▶ **Stated exercise**
Show every line in the records below that contains the string "bush", copying each such line in full. Case counts.

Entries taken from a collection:
◆ ◆ ◆
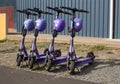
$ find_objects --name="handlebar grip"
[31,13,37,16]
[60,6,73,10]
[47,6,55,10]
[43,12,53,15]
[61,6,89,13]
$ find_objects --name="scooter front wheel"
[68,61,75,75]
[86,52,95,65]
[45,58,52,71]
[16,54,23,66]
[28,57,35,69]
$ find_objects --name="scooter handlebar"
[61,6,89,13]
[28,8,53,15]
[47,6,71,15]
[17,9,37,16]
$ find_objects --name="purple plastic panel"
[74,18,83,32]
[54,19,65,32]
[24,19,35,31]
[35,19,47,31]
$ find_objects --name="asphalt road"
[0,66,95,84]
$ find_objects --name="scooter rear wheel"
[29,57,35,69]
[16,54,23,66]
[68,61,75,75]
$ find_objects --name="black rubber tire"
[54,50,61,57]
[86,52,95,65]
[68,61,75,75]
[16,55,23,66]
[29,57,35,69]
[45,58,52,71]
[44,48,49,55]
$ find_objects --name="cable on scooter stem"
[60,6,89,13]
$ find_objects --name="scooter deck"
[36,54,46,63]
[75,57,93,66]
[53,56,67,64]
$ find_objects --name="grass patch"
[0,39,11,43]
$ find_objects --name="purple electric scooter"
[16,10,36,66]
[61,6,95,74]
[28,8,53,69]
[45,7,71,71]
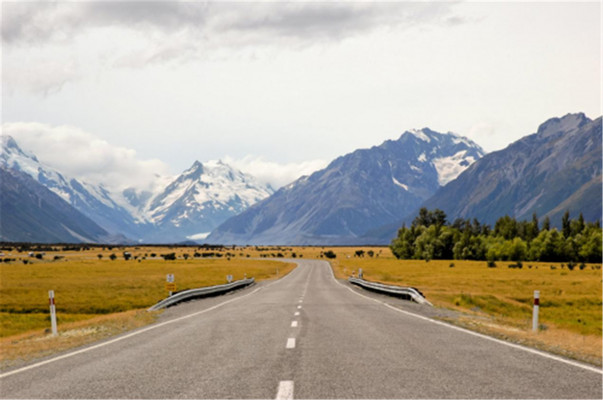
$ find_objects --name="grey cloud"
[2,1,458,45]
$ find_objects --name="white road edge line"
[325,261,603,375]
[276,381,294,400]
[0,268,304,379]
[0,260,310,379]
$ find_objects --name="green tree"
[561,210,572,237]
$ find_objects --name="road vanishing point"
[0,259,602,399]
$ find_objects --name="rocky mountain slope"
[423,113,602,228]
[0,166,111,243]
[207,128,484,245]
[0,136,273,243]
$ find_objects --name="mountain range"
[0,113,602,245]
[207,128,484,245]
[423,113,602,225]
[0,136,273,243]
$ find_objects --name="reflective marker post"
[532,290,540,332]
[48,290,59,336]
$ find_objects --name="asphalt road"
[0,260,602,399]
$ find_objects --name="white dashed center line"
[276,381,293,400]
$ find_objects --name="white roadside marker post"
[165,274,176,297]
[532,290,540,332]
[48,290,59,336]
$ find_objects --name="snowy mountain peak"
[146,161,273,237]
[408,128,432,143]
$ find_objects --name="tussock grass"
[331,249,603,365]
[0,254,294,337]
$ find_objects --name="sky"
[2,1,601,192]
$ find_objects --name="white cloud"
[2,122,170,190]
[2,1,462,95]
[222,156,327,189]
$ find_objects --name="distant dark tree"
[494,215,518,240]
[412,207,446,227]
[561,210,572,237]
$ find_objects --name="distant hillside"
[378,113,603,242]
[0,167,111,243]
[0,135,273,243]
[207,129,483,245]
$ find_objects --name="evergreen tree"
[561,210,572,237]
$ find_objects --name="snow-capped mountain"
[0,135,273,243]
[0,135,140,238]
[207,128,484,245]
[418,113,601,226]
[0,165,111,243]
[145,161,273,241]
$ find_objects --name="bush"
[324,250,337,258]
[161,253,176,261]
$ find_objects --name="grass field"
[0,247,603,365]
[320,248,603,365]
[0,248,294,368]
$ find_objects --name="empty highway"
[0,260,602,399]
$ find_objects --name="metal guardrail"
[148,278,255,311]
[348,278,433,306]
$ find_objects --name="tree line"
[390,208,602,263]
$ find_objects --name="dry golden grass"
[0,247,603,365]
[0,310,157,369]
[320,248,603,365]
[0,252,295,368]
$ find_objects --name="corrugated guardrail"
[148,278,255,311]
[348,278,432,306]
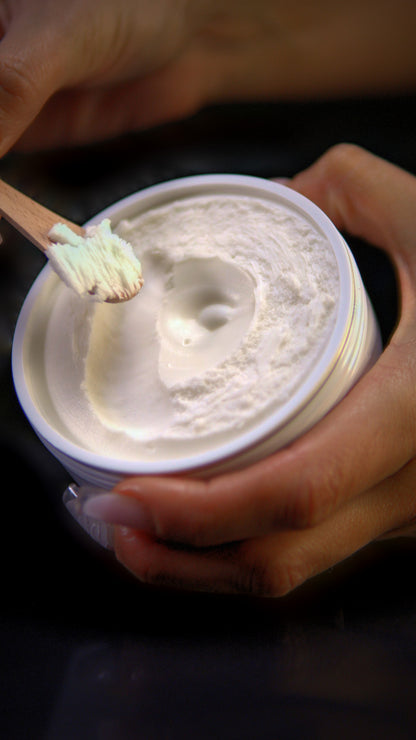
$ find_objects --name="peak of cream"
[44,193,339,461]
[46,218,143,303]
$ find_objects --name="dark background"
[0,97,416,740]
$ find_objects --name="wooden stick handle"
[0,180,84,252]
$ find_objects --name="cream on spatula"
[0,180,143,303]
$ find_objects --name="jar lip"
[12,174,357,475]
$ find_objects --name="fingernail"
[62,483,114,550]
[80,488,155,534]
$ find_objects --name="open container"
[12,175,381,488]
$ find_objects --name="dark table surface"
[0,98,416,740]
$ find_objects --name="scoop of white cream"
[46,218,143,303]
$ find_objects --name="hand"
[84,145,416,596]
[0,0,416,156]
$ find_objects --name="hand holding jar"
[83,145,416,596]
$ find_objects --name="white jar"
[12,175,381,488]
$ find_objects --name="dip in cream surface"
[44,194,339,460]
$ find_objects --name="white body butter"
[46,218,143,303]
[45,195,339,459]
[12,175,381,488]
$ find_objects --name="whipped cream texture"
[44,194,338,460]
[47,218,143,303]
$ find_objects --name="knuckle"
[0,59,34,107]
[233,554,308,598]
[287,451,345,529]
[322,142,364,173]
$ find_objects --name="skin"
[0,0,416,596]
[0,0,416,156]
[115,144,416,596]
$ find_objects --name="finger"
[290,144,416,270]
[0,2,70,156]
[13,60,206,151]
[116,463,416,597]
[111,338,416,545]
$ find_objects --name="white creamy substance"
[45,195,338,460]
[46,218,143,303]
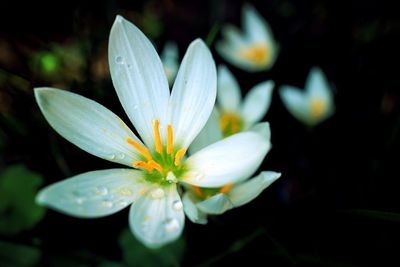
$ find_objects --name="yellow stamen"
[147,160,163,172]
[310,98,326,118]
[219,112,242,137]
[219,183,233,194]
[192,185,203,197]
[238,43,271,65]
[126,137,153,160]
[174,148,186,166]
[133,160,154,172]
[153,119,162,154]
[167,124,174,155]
◆ ◆ ◆
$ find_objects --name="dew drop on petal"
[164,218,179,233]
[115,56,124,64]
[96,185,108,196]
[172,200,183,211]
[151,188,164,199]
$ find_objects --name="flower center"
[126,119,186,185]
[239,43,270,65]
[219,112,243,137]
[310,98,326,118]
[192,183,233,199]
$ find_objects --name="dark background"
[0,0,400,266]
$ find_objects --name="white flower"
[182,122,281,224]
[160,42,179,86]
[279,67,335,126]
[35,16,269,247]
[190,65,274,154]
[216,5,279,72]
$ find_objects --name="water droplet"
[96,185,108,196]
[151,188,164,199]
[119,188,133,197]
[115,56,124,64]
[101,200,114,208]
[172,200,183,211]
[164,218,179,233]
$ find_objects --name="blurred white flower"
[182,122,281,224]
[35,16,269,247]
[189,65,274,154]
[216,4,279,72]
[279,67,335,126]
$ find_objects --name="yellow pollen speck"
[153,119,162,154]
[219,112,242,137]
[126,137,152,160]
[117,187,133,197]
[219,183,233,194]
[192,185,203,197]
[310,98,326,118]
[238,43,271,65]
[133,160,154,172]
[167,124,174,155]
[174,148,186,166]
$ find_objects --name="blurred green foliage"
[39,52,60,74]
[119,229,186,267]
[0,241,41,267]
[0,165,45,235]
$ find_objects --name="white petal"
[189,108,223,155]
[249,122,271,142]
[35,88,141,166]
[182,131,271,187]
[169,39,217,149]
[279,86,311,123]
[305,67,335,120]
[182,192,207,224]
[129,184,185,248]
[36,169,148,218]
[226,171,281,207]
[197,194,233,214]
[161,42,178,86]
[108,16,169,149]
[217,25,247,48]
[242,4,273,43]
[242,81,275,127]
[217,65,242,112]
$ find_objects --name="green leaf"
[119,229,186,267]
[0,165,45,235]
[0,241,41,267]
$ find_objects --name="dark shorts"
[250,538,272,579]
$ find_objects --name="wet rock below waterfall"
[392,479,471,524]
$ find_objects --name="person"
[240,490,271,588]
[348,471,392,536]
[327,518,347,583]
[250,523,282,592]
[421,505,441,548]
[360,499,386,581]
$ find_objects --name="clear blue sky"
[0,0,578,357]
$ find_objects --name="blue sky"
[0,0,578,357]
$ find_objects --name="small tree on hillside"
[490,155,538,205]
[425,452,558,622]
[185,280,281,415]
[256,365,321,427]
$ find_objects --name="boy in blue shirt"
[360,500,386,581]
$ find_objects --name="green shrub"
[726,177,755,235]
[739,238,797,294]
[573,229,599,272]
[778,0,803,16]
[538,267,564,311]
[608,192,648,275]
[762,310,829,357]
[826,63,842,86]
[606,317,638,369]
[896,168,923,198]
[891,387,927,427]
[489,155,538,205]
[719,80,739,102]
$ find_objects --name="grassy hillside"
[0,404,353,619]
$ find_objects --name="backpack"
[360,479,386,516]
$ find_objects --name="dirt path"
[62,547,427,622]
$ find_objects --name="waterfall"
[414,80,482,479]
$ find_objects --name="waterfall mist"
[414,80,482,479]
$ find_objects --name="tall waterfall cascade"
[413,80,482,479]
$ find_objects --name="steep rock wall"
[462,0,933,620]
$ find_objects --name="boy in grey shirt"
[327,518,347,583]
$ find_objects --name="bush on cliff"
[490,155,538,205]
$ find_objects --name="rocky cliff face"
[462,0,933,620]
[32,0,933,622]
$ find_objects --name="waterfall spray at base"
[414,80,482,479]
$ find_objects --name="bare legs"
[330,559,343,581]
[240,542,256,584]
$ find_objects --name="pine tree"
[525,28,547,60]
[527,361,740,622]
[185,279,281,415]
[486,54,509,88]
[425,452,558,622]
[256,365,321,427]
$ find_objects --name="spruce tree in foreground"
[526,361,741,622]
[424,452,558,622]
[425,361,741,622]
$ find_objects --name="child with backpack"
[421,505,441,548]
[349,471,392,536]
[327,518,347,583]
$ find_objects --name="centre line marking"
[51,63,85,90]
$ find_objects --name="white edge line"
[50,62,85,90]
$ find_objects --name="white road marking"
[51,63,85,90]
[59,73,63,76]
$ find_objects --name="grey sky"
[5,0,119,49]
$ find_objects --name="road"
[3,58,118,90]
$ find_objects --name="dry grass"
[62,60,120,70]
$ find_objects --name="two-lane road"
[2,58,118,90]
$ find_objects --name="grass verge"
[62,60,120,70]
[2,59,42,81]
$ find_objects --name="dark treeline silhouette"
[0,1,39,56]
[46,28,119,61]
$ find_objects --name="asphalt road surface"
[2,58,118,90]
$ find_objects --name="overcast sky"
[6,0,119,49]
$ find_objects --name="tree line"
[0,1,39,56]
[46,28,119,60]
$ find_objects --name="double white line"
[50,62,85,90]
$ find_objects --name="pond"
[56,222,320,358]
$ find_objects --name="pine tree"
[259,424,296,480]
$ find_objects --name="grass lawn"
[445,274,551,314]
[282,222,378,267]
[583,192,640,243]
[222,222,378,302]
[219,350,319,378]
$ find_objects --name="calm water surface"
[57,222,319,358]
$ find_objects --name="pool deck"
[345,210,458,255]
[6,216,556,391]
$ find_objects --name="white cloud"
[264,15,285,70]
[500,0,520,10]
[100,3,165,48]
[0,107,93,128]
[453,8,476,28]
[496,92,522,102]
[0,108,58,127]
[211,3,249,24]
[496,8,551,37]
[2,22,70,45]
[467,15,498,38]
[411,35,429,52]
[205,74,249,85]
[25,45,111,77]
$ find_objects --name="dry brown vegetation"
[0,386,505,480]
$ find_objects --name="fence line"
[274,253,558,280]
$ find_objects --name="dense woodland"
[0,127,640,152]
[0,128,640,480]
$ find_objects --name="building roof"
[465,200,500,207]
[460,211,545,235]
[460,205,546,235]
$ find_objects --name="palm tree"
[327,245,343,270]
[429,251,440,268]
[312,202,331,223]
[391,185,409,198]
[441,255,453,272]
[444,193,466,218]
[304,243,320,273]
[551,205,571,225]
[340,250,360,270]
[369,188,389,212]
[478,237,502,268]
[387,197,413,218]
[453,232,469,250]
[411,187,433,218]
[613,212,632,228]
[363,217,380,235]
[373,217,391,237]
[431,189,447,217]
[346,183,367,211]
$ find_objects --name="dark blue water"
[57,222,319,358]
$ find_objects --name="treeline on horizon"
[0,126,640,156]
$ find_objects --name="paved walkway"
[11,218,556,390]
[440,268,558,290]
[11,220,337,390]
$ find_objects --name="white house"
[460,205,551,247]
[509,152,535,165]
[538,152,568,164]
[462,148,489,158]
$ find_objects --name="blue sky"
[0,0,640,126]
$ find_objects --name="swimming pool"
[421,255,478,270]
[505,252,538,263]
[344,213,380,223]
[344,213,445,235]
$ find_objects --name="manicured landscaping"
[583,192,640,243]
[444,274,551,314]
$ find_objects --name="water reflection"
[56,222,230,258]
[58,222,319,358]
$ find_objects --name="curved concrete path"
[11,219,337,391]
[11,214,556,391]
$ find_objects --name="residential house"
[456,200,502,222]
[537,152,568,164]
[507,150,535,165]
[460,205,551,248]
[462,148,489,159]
◆ ◆ ◆
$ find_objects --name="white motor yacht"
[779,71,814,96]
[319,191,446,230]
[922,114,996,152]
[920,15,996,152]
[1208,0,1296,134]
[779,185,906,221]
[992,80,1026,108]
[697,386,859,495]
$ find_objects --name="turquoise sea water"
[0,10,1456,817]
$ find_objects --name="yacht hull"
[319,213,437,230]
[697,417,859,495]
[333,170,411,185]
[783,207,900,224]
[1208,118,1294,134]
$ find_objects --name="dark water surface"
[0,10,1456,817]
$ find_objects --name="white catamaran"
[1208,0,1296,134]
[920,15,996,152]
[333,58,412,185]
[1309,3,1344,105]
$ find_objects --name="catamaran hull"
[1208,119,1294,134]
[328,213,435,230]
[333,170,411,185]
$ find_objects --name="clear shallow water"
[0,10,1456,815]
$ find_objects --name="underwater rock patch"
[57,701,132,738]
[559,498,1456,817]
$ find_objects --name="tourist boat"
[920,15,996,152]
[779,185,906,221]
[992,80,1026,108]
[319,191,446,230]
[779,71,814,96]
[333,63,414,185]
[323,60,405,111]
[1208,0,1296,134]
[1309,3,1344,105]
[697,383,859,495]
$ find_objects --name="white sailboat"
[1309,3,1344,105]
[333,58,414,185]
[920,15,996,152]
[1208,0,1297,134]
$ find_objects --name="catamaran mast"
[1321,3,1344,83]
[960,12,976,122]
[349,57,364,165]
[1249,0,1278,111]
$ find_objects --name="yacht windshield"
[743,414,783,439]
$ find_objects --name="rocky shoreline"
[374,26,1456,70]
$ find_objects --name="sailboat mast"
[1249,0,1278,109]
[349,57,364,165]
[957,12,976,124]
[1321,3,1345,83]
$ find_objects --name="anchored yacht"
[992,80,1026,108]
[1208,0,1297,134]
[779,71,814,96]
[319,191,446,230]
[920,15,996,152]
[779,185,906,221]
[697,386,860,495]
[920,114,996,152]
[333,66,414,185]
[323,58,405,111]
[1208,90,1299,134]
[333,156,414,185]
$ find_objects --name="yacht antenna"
◆ ◆ ◆
▶ **Output for this exercise**
$ find_objects --name="bush"
$ find_objects --name="bush on cliff"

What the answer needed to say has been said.